Text section —
+ + +

#metoo #blacklivesmatter #stopasianhate There are some big hashtags that create big followings and a wave of people posting various quotes, images and other things on social media. After George Floyd died the music industry started the movement #TheShowMustBePaused which encouraged the industry to go silent for 8 minutes and 46 seconds – the amount of time that police officer sat on Floyds neck. This spawned into the blackout Tuesday movement where people posted black images on their pages to set the spotlight on black accounts who could then post regular content on an otherwise dark arena. Businesses followed suit by promoting more black produced products, art, music, books etc.
This was a great movement that ended too soon if you ask me, and it was also very easy to participate. People took note in which businesses or celebrities refused to participate and they got cancelled or called out. We were all part of a mob from safely behind our screens. But did this online activism translate to our everyday lives? Yes, we showed up to marches and demonstrations and we did all we could to keep our pandemic distance while showing up. Maybe you read a few books by black authors. Maybe you got a little educated on the topic. But did you learn anything? Will you fight when it really matters? Have you been confronted with a situation where you might have to actually confront a family member, a colleague, or perhaps a friend?

+ + +

To do —
1 - Translate this sentence from the piece on online activism into Spanish: "We were all part of a mob from safely behind our screens."
2 - From the piece on online activism, repeat the passage that begins at the words "#metoo #blacklivesmatter #stopasianhate" and stops after the words "music, books etc.".

Provided data —
+ + +

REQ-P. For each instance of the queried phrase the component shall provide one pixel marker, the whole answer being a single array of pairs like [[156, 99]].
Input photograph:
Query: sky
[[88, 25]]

+ + +

Results in order —
1 - Todos fuimos parte de una turba, a salvo detrás de nuestras pantallas.

2 -
#metoo #blacklivesmatter #stopasianhate There are some big hashtags that create big followings and a wave of people posting various quotes, images and other things on social media. After George Floyd died the music industry started the movement #TheShowMustBePaused which encouraged the industry to go silent for 8 minutes and 46 seconds – the amount of time that police officer sat on Floyds neck. This spawned into the blackout Tuesday movement where people posted black images on their pages to set the spotlight on black accounts who could then post regular content on an otherwise dark arena. Businesses followed suit by promoting more black produced products, art, music, books etc.